* **Extract provided**:
---

Native American Headress

NATIVE AMERICANS

WEAPONS OF MASS DESTRUCTION

PART III The Weapon of Education

    "Kill the Indian and save the man." Richard Henry Pratt.

    The following conversation was recorded between Chief Joseph of the Nez Perce tribe and one of the government commissioners who was trying to convince Chief Joseph of the advantages of having a government funded school located on the agency.
    "'Why do you not want schools?' the commissioner asked.
    "'They will teach us to have churches,' Joseph answered.
    "'Do you not want churches?'
    "'No, we do not want churches.'
    "'Why do you not want churches?'
    "'They will teach us to quarrel about God [translated Great Spirit in other places],' Joseph said. 'We do not want to learn that. We may quarrel with men sometimes about things on this earth, but we never quarrel about God. We do not want to learn about that.'" (2). What the Native Americans wanted was the ability to teach their own children their own ways without government interference. Not only was the government wanting to control their lands, their food and their belongings, but they wanted to change the lifestyles of the "savages" so they would be "civilized" like the white man. In other words, the Native American had to think like the white man.

    Chief Joseph saw the encroachment of a value system that he saw as corrupt being forced upon his people. The issue at hand here is individual conscience about right and wrong, religious beliefs and ethnic values, being replaced by an overriding dominance of another. Had the roles been reversed, would the commissioner have been as accepting of Native American schools and Nez Perce religious values taught in the white man's cities? The white man could not complacently accept the Native American's answer of no, we do not want your religion or value systems.

    One of the results behind forced education may be found in Senator John Logan's attack against Sitting Bull during the Dawes Commission meeting. This occurred at the Hunkpapa Sioux agency, Standing Rock, Aug. 22, 1883.

     Sitting Bull had in a previous meeting been ignored by the commission. When he was finally asked to talk after many others had spoken, he asked them if they knew who he was. They responded that he was no different from any other Native American there but they would be "glad to hear" him. Sitting Bull told them, "I am here by the will of the Great Spirit and by his will I am a chief." He accused them of "conducting yourselves like men who have been drinking whiskey." With that and a wave of his hand, every Native American in the room got up and left. The Dawes Commission sat in shock. Here was a powerful chief that rallied all Native Americans and other chiefs behind him. "Such a development endangered the entire Indian policy of the government, which aimed to eradicate everything Indian among the tribes." (2). The Hunkpapas came to Sitting Bull afterwards, assuring him of their loyalty to him. They told him that the Dawes Commission was there to help them keep their land and was not like the previous land thieves. Sitting Bull thought it over and decided to apologize to the commission.

---

* **Collected material**:
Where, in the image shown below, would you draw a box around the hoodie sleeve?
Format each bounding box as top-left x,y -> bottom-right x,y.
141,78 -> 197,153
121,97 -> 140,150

---

* **Given request**:
Could you copy the passage from the piece on Native American education, starting with "The following conversation" and going on through "churches,' Joseph answered.", putting "temples" in place of each "churches"?

* **Task response**:
The following conversation was recorded between Chief Joseph of the Nez Perce tribe and one of the government commissioners who was trying to convince Chief Joseph of the advantages of having a government funded school located on the agency.
    "'Why do you not want schools?' the commissioner asked.
    "'They will teach us to have temples,' Joseph answered.